---------- Document section ----------

Oral rapid HIV testing has been reported to have a lower sensitivity and specificity than rapid HIV testing with whole blood and has been associated with clusters of false-positive results. Patient preference for oral rapid HIV testing compared with more invasive whole blood fingerstick may influence the acceptance of rapid HIV testing.


To compare HIV test acceptance rates among patients routinely offered fingerstick compared with those routinely offered oral fluid screening in an urban hospital emergency department.


The Universal Screening for HIV Infection in the Emergency Room Phase II was a single-center, prospective, randomized controlled trial that randomized subjects to either fingerstick or oral rapid HIV screening in an urban academic emergency department. From May 5, 2009, to January 4, 2010, eligible patients aged 18-75 years were invited to participate in the trial. The primary outcome measure was HIV test acceptance rate.

----------

• **Requirement**:
Print everything in the passage on the emergency department HIV testing trial from "To compare HIV" down to "test acceptance rate.", word for word. The records that come next are separate material, unrelated to the text.

---------- Extracted records ----------

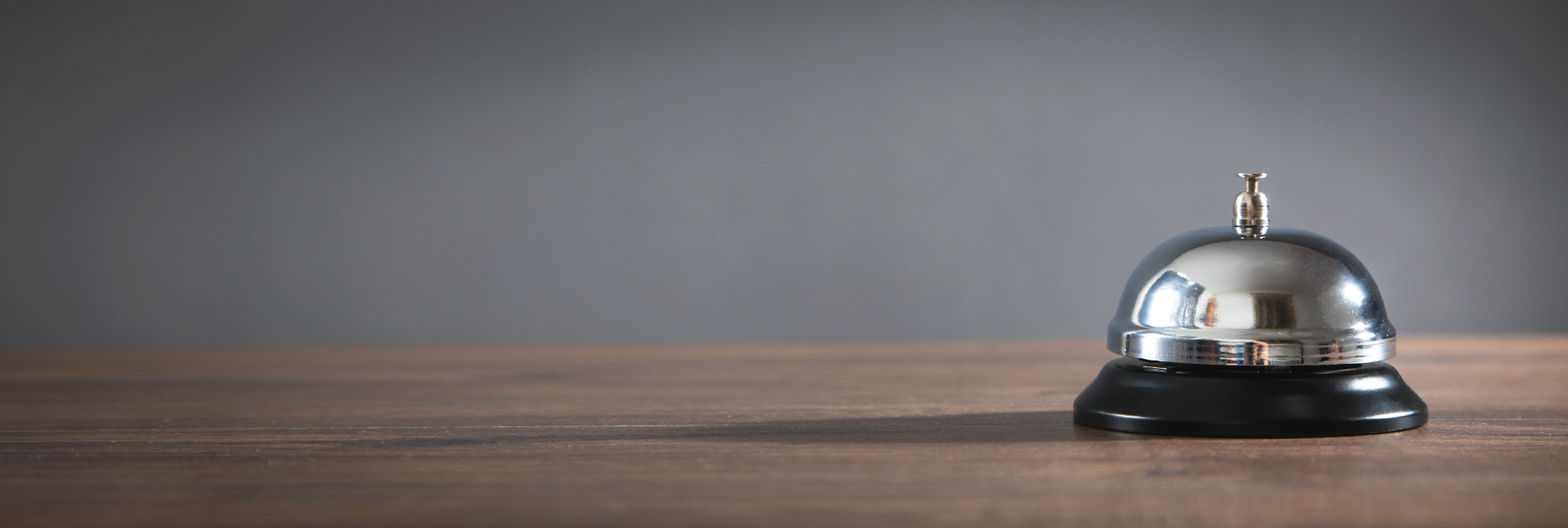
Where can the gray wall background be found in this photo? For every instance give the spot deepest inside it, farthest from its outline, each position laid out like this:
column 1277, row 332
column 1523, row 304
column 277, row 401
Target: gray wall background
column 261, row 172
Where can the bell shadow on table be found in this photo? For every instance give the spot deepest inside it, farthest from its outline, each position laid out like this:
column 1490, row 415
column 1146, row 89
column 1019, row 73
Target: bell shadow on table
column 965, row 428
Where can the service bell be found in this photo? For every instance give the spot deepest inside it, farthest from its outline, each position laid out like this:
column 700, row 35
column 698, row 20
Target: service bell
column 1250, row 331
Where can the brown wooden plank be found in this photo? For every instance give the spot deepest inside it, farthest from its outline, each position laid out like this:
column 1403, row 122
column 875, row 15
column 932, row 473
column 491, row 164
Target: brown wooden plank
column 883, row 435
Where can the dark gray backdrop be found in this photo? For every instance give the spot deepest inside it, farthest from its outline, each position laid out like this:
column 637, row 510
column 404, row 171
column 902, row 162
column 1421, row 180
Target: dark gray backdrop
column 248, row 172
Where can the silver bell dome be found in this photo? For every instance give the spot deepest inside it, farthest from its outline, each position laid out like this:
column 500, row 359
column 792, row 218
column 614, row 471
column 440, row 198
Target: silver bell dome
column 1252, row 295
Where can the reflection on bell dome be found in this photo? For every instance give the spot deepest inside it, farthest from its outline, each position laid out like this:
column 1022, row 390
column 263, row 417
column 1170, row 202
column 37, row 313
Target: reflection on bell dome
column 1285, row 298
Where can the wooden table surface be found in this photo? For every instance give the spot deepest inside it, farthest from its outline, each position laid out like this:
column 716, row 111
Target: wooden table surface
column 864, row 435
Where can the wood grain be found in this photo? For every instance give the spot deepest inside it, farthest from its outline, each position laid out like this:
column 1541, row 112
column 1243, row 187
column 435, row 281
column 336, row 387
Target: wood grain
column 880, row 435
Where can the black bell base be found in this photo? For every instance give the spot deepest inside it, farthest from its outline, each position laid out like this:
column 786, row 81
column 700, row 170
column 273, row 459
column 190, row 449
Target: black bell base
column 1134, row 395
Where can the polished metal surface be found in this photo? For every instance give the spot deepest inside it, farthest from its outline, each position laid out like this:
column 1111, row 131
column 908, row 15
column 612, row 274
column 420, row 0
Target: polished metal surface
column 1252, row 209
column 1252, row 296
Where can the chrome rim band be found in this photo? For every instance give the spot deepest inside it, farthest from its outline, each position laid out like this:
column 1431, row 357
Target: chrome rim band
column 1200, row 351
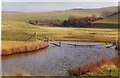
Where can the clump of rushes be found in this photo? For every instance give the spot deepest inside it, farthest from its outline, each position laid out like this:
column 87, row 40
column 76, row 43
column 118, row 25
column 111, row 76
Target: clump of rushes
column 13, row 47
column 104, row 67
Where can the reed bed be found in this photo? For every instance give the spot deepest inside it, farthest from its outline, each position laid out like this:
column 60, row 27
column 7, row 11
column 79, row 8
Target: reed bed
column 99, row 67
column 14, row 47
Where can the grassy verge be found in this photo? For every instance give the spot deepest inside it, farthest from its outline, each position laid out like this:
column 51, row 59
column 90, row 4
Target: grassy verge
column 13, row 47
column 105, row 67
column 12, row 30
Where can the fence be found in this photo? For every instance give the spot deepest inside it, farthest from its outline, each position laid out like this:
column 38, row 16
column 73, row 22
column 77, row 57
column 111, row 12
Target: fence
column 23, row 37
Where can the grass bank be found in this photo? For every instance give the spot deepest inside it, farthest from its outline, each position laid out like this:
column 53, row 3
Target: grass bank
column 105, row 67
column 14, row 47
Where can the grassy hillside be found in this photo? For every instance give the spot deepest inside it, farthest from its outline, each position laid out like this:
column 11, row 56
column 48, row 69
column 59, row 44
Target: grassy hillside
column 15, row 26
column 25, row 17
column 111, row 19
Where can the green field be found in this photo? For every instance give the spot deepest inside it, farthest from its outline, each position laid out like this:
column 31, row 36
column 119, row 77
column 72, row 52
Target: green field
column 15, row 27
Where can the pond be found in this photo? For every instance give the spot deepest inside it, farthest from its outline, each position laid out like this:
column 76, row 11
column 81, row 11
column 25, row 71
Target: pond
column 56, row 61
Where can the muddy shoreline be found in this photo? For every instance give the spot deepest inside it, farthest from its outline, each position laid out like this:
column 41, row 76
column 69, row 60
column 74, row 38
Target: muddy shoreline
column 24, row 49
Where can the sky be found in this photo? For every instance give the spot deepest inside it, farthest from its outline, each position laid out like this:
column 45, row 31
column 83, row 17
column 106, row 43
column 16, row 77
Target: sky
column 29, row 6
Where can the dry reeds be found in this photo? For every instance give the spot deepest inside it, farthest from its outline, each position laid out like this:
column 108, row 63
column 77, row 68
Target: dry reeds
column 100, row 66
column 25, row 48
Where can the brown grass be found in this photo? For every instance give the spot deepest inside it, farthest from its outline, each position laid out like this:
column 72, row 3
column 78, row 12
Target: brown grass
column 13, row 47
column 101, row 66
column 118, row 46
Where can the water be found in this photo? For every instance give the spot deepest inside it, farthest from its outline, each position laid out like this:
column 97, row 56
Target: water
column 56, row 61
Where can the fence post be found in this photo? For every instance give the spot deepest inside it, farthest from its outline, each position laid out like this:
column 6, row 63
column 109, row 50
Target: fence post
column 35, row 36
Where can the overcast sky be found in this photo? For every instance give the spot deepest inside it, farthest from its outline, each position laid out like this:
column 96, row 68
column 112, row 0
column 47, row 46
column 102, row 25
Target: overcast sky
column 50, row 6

----------
---------- Extracted records ----------

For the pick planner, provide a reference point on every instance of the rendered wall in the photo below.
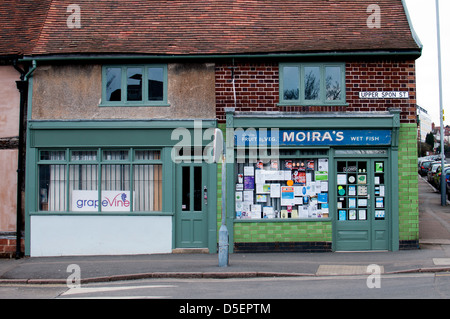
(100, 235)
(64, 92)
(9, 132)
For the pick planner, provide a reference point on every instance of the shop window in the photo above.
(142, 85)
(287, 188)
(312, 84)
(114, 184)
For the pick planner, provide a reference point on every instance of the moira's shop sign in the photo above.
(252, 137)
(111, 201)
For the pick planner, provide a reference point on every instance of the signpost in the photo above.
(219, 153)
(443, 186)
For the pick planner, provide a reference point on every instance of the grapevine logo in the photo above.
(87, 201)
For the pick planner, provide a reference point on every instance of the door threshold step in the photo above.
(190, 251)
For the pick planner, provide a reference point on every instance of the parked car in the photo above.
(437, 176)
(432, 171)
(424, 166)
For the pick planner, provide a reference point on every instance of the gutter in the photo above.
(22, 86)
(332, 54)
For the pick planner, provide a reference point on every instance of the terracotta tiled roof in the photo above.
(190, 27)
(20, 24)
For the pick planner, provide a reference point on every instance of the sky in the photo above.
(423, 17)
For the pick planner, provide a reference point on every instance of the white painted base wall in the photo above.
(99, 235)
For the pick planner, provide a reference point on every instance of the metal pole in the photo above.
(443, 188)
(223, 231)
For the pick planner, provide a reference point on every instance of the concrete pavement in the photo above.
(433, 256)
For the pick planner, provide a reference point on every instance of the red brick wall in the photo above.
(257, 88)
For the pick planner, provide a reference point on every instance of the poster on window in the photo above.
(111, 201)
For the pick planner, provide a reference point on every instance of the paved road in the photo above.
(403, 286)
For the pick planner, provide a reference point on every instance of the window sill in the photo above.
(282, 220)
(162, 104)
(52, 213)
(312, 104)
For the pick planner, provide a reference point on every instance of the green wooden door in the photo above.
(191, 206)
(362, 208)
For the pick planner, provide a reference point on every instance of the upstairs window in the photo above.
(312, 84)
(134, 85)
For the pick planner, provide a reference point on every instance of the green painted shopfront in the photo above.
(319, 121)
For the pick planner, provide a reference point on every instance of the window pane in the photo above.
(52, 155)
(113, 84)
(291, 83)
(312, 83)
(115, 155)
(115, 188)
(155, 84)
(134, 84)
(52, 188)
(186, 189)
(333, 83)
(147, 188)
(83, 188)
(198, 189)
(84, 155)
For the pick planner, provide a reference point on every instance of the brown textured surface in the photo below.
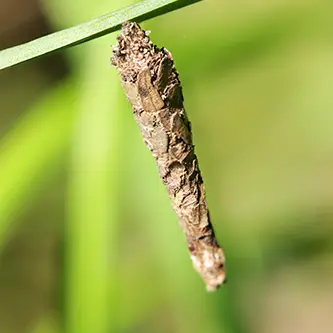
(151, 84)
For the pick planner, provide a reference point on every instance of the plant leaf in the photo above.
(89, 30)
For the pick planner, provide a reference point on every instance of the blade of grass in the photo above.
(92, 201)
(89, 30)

----------
---------- Extracted records ----------

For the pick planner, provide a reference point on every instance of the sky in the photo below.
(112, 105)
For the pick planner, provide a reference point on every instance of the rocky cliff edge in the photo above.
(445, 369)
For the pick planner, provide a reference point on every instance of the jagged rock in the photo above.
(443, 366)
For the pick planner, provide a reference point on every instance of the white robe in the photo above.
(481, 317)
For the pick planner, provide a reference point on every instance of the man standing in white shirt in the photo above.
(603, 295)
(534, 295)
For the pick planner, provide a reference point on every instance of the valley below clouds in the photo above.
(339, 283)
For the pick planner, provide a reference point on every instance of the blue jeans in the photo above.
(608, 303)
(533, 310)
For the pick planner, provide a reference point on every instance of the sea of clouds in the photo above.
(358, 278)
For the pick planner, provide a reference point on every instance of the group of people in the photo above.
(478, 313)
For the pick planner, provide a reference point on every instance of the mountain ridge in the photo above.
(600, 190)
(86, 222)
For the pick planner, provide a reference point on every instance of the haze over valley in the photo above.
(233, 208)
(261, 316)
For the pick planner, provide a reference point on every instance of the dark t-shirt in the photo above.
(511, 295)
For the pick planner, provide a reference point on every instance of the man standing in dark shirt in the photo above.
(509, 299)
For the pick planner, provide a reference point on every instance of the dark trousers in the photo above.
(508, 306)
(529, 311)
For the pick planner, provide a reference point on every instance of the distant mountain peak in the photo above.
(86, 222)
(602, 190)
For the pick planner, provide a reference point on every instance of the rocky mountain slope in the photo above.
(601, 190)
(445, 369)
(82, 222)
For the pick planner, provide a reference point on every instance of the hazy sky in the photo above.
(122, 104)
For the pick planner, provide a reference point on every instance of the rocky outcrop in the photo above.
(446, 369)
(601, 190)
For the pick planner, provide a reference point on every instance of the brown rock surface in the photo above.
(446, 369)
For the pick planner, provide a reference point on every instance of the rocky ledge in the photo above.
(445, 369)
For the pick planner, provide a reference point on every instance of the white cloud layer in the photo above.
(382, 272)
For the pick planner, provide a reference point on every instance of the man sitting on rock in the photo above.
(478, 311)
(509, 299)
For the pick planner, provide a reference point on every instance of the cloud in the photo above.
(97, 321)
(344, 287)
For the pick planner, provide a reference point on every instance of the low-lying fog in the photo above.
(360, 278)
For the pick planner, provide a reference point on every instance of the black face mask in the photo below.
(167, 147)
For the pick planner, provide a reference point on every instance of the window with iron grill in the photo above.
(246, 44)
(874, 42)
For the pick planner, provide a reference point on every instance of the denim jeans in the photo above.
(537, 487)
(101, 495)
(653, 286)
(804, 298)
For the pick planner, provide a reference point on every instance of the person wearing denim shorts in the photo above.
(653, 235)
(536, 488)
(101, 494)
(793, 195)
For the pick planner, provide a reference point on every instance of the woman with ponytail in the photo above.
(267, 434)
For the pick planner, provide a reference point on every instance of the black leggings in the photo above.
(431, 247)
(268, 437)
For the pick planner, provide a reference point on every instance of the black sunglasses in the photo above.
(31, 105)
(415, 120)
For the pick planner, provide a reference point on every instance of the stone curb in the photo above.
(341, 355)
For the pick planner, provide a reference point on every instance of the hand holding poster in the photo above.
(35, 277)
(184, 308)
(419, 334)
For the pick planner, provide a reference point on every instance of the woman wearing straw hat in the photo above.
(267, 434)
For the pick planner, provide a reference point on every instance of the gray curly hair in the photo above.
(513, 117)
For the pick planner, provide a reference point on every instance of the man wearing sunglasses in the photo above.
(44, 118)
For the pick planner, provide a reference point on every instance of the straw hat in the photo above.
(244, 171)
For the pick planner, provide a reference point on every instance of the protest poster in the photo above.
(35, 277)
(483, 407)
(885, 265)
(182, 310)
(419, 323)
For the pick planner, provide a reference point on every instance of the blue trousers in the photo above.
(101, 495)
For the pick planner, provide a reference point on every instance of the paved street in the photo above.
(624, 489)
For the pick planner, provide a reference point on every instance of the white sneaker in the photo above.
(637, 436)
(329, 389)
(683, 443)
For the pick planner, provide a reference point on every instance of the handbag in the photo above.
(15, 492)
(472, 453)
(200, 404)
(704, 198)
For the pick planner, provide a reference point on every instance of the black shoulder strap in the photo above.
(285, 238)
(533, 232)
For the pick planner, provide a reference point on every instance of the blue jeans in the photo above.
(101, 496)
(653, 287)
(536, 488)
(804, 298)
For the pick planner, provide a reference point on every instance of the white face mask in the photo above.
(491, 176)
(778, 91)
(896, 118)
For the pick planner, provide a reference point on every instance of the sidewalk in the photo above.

----------

• **Task result**:
To compare HIV test acceptance rates among patients routinely offered fingerstick compared with those routinely offered oral fluid screening in an urban hospital emergency department.


The Universal Screening for HIV Infection in the Emergency Room Phase II was a single-center, prospective, randomized controlled trial that randomized subjects to either fingerstick or oral rapid HIV screening in an urban academic emergency department. From May 5, 2009, to January 4, 2010, eligible patients aged 18-75 years were invited to participate in the trial. The primary outcome measure was HIV test acceptance rate.